§ **DOCUMENT SECTION**:
========
LexiReview Editorial Team21 April 202618 min read

Key Takeaway

A founder closing their first priced round is handed a stack of documents: term sheet, Share Subscription Agreement, Shareholders' Agreement, Amended Articles of Association, side letter, disclosure schedule, founder warranty letter, indemnification escrow agreement, board resolutions, shareholder resolutions, and a filing pack for the Registrar of Companies. Total: 200 to 600 pages.

Fundraising Docs Founders Should Understand: SHA, SSA, Side Letter Explained

A founder closing their first priced round is handed a stack of documents: term sheet, Share Subscription Agreement, Shareholders' Agreement, Amended Articles of Association, side letter, disclosure schedule, founder warranty letter, indemnification escrow agreement, board resolutions, shareholder resolutions, and a filing pack for the Registrar of Companies. Total: 200 to 600 pages.

The first-time founder's response is usually to skim the documents and sign wherever the lawyer says to sign. This is how founders end up with governance provisions they never fully understood until year three of the investor relationship.
========
§ **RECORD EXCERPTS**:
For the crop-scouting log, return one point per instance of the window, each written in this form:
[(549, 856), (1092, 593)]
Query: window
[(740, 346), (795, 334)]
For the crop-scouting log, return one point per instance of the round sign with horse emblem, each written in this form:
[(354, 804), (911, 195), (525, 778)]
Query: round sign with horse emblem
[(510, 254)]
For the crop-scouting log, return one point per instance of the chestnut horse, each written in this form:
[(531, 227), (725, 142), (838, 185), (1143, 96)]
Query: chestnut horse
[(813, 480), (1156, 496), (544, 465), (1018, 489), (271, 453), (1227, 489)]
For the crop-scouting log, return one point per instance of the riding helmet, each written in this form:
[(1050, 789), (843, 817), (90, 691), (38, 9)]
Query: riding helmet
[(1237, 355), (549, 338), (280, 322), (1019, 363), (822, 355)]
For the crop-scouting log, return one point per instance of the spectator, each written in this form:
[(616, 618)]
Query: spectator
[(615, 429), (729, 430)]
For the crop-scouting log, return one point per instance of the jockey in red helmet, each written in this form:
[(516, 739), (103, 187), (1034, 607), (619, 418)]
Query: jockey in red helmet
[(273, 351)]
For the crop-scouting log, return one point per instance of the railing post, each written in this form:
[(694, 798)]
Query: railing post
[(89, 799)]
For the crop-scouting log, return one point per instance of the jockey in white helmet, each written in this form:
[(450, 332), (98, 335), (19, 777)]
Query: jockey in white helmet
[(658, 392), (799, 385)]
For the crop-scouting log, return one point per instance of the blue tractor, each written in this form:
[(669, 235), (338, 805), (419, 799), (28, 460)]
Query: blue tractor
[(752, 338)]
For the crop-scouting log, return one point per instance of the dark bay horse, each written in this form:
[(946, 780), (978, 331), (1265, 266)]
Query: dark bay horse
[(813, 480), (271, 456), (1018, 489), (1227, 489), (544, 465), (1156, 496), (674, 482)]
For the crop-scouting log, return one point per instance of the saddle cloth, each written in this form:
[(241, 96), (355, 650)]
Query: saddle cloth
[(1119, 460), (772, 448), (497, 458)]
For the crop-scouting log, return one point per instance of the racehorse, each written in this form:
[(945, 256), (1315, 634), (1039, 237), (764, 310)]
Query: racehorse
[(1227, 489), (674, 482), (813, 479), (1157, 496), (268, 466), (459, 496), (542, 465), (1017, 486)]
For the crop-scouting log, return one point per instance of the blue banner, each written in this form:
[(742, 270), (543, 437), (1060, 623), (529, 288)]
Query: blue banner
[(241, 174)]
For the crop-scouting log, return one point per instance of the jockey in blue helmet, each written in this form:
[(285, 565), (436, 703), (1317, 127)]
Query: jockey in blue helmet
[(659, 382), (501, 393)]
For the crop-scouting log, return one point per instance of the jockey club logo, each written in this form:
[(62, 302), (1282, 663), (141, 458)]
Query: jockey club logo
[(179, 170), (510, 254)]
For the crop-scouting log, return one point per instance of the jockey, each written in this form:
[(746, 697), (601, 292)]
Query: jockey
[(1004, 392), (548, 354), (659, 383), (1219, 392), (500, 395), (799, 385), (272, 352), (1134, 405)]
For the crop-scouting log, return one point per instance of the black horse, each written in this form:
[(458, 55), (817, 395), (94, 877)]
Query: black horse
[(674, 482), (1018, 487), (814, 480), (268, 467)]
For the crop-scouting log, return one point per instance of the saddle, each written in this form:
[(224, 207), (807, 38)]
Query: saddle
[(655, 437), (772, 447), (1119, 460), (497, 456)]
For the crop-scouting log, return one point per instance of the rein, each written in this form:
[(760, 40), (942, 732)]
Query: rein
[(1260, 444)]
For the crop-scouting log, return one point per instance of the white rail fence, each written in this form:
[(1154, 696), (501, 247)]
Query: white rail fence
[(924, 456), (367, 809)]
========
§ **INSTRUCTIONS**:
1. In the fundraising-documents text, what common founder habit leads to governance provisions they never fully understood? Answer in one to three sentences.
2. Rewrite the fundraising-documents text from "Fundraising Docs Founders" up to and including "the investor relationship.", putting "attorney" in place of "lawyer".

§ **WORKED SOLUTIONS**:
1. First-time founders usually skim the closing documents and sign wherever the lawyer tells them to. That habit is how they end up with governance provisions they never fully understood until year three of the investor relationship.

2.
Fundraising Docs Founders Should Understand: SHA, SSA, Side Letter Explained

A founder closing their first priced round is handed a stack of documents: term sheet, Share Subscription Agreement, Shareholders' Agreement, Amended Articles of Association, side letter, disclosure schedule, founder warranty letter, indemnification escrow agreement, board resolutions, shareholder resolutions, and a filing pack for the Registrar of Companies. Total: 200 to 600 pages.

The first-time founder's response is usually to skim the documents and sign wherever the attorney says to sign. This is how founders end up with governance provisions they never fully understood until year three of the investor relationship.